● 本文
· · · ·
たとえば、居住用の建物を購入したところ契約締結時に既にシロアリなどにより土台が侵食され、建物の耐久力上の危険性を有していたとしましょう。
この場合の「土台の侵食」が不動産の「瑕疵」に当たります。


では、このような不動産を売り渡してしまった売主には、どのような責任が生じるのでしょうか?


はい。まず、民法の基本的な考え方(民法483条)では、不動産の売主は、売買の対象となる不動産を、
現状ありのままの姿で引き渡す義務があると考えられています(これを「本来的義務」といいます。)。


なるほど。しかし、先ほどのシロアリの例の場合にも、売主の責任が本来的義務だけと考えると、不公平ではないでしょうか。せっかく高い金額を支払って建物の購入をしたのに、土台の侵食で住めないとなれば、
買主は、到底納得できませんよね?


そうですね。法律的に表現すると、「双務契約の対価的均衡」を維持できないことになります。
· · · ·
● 提供資料
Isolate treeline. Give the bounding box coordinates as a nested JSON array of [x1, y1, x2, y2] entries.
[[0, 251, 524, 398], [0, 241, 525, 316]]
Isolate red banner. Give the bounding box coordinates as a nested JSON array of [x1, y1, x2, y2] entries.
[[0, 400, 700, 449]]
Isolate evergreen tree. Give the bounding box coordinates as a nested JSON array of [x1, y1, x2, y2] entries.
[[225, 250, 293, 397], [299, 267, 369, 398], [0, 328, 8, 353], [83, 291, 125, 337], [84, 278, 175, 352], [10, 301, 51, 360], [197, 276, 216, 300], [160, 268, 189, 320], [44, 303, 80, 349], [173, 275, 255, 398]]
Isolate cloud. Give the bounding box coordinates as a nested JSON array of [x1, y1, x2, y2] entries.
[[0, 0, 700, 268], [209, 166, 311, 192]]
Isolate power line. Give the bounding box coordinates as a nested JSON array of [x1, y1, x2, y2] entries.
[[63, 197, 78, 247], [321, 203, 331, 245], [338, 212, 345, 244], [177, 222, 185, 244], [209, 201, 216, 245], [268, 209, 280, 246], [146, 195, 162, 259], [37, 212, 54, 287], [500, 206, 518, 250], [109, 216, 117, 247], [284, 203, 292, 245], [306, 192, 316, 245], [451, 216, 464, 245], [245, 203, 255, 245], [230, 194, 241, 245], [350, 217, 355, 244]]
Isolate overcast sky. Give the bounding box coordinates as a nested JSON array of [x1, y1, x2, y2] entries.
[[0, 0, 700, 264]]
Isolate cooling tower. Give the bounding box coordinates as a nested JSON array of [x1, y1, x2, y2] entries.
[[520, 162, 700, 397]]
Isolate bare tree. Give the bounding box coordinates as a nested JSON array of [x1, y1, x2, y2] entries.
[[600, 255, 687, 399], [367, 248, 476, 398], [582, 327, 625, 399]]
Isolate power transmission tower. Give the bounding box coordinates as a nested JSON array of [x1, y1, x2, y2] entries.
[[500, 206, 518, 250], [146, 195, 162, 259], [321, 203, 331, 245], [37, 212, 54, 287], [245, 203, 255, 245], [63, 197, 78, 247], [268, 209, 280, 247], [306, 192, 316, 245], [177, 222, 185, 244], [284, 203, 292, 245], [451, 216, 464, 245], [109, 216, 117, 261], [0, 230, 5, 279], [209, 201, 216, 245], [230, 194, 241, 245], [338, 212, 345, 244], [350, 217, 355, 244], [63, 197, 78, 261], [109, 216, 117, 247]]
· · · ·
● 実施する課題
1. 次の(a)〜(c)の記述が本文の内容と合うかどうかを「はい」か「いいえ」で答え、判断の決め手となる本文の語句を引用してください。
(a) シロアリによる土台の侵食が、不動産の瑕疵の例として挙げられている。
(b) 民法の基本的な考え方では、売主は不動産を修繕したうえで引き渡す義務を負うとされている。
(c) 売主の責任を本来的義務だけとすると、「双務契約の対価的均衡」を維持できないことになると述べられている。
2. 本文のうち、「はい。まず、民法の基本的な考」を含む語句で始まり「買主は、到底納得できませんよね?」で終わる部分を、「売主」を「売り手」に置き換えて書き直してください。

● 解答一覧
1.
(a) はい。「この場合の「土台の侵食」が不動産の「瑕疵」に当たります。」
(b) いいえ。「現状ありのままの姿で引き渡す義務があると考えられています」
(c) はい。「法律的に表現すると、「双務契約の対価的均衡」を維持できないことになります。」

2.
はい。まず、民法の基本的な考え方(民法483条)では、不動産の売り手は、売買の対象となる不動産を、
現状ありのままの姿で引き渡す義務があると考えられています(これを「本来的義務」といいます。)。


なるほど。しかし、先ほどのシロアリの例の場合にも、売り手の責任が本来的義務だけと考えると、不公平ではないでしょうか。せっかく高い金額を支払って建物の購入をしたのに、土台の侵食で住めないとなれば、
買主は、到底納得できませんよね?